━━━━━ Selected extract
Solana Overview

A comprehensive study of Solana's architecture.

General Information

Currency: SOL = 10^9 Lamports.
The current implementation sets block time to 800ms.
Proof of History (PoH) is not a consensus mechanism, but it is used to improve the performance of Solana's Proof of Stake consensus. It acts as a decentralized trusted clock.
Solana is using PoS (Proof of Stake) as a consensus algorithm, at any given moment, a cluster expects only one validator to produce ledger entries, which is the one assigned as a leader. The lifetime of a leader schedule is called an Epoch, the epoch is split into slots, where each slot has a duration of PoH ticks

Transactions

The first account in the transaction accounts list is roughly the same thing as the sender in an Ethereum transaction. It is the account that will be used to pay transaction fees and Solana will verify that the first signature in the transaction signatures list was produced by that account.
On Ethereum, you would need to pass signatures inside transaction data and verify them inside a smart contract. On Solana, signatures can be appended to the transaction signatures list and, since Solana nodes use a GPU to verify signatures, will be verified much more efficiently than they would inside a program.
Solana transactions can actually list multiple smart contracts to call and so they don’t have a single “to” field. Instead, they may list one or more instructions which each represent a smart contract call. Each instruction specifies its own smart contract address and the input parameters for the call.
The Solana VM doesn’t have a dynamic gas model for transactions (like Ethereum). Instead, it has a fixed maximum compute cost which currently cannot be adjusted. It naturally puts pressure on developers to optimize on-chain code to fit within the system limits. Transactions do have fees on Solana, though. Currently, transaction fee calculation is very simple, each signature in a transaction costs an additional 5000 lamports.
━━━━━━━━━━
Task details
Please print the stretch of the Solana overview from "Currency: SOL = 10^9" through "decentralized trusted clock.", word for word.
━━━━━ Dataset
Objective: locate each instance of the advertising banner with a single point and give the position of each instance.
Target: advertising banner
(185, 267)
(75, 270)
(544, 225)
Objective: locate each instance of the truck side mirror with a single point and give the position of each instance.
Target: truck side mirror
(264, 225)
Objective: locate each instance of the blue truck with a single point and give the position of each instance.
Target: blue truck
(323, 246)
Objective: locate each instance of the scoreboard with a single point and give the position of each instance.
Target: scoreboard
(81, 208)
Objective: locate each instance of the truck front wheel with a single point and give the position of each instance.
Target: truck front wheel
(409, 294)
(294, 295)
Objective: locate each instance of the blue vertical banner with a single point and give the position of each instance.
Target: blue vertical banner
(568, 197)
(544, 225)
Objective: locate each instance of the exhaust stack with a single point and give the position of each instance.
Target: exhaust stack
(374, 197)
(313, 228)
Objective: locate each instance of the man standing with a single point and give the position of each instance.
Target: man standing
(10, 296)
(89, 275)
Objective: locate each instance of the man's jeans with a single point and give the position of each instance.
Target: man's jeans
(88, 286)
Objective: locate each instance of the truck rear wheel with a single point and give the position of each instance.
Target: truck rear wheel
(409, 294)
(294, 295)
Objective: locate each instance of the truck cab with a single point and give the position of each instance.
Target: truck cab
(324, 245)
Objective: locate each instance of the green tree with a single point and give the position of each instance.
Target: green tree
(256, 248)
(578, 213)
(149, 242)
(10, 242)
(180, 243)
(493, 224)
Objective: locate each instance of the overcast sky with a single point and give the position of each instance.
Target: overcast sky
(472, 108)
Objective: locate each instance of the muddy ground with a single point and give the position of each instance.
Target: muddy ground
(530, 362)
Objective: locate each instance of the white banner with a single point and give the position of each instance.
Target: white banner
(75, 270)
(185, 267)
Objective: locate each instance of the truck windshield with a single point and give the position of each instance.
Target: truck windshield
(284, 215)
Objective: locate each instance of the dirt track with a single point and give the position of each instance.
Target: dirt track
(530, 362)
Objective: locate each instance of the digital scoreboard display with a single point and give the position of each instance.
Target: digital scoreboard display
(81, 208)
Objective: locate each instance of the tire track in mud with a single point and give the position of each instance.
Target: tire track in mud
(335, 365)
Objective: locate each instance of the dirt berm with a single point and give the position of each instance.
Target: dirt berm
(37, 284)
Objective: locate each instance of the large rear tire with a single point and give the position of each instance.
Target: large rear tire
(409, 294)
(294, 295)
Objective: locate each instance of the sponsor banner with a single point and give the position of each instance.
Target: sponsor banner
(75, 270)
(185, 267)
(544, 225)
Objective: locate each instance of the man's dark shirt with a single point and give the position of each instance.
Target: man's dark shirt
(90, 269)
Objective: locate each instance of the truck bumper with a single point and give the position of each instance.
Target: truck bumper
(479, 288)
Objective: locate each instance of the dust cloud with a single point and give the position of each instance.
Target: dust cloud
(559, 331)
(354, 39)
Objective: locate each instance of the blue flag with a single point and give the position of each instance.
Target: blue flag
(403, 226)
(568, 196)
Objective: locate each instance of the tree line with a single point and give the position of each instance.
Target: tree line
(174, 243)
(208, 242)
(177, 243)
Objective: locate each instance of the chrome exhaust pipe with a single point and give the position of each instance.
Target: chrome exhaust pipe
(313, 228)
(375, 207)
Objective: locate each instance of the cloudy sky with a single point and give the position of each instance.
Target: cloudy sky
━━━━━━━━━━
━━━━━ Dataset
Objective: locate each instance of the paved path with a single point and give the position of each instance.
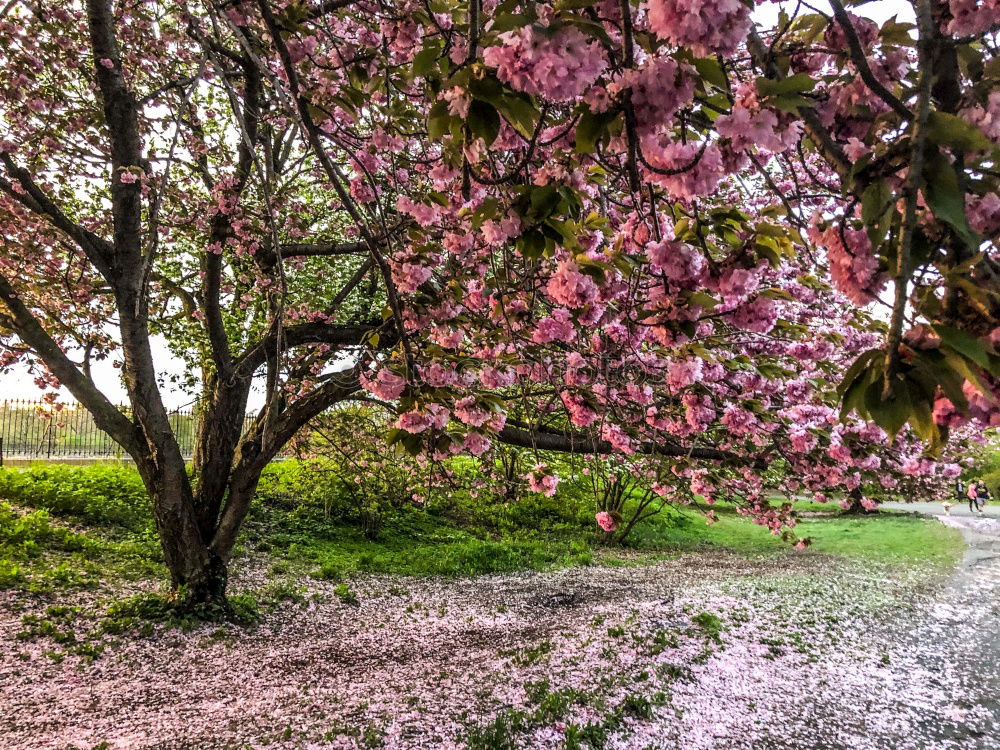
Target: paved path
━━━━━━━━━━
━━━━━ Dataset
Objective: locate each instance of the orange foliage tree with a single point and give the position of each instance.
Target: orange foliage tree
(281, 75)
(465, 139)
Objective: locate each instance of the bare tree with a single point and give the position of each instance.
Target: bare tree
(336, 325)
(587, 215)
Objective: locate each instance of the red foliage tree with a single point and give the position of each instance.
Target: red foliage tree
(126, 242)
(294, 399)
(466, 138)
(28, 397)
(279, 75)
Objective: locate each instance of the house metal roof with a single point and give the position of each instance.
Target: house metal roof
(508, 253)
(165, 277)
━━━━━━━━━━
Full output
Currency: SOL = 10^9 Lamports.
The current implementation sets block time to 800ms.
Proof of History (PoH) is not a consensus mechanism, but it is used to improve the performance of Solana's Proof of Stake consensus. It acts as a decentralized trusted clock.